* What you need to do *
Locate each line in the data below that contains the string "door", and copy those lines. Case counts.

§

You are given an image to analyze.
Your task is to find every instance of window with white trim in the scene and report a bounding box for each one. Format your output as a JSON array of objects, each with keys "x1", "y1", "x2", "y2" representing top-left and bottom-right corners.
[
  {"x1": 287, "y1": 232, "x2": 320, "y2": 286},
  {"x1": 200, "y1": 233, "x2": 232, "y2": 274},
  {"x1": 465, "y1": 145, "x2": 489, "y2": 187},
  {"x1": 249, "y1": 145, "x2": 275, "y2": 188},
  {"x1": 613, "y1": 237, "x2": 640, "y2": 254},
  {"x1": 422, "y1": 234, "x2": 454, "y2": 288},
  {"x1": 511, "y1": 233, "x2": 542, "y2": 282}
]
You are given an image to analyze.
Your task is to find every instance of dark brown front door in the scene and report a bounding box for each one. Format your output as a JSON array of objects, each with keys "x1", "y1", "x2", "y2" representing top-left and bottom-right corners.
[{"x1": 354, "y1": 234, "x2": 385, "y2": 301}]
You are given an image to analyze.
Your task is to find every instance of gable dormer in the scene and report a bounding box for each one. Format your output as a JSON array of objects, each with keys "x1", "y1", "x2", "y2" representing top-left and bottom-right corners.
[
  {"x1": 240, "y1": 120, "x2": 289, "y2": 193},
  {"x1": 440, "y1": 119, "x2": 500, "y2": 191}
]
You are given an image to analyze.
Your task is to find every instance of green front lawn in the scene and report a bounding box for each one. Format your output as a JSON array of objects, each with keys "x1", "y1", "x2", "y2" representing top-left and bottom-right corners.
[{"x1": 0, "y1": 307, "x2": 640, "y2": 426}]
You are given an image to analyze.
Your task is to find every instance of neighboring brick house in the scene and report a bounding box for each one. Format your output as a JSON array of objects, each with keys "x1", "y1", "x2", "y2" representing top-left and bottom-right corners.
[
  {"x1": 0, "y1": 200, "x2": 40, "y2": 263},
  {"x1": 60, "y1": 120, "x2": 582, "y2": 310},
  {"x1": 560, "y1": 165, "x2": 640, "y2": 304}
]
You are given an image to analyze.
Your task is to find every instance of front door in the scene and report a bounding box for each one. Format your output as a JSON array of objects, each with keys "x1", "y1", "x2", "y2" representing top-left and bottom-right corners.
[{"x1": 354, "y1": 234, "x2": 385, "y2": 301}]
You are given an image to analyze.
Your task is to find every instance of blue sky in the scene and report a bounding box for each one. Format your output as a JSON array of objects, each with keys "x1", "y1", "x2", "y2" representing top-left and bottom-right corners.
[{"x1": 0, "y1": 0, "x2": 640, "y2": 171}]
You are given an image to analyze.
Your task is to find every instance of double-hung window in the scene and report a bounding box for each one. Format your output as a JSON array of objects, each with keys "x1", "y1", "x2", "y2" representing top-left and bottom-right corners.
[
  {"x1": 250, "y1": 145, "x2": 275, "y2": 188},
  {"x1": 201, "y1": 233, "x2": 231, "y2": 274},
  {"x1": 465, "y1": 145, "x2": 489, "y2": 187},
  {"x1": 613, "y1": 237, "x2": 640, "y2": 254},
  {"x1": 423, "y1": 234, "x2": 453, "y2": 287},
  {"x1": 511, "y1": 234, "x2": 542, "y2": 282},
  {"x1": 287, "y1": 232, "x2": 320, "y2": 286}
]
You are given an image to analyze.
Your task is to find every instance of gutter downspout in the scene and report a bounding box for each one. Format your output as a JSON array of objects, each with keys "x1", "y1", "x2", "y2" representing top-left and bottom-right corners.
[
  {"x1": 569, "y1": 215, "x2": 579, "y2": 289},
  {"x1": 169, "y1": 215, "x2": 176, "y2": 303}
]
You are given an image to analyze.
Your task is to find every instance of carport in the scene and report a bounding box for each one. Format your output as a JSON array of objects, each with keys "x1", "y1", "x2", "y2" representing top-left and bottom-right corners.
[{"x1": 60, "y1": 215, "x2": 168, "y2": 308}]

§

* Task answer *
Your task is to find every instance of dark brown front door in the scene and report a bounding box for each one. Format your output as a JSON array of objects, each with keys "x1", "y1", "x2", "y2" representing top-left and bottom-right corners.
Your task is to find every instance of front door in the scene and report a bounding box for each one. Format your output as a JSON array of objects, each with keys "x1", "y1", "x2", "y2" representing top-left and bottom-right corners.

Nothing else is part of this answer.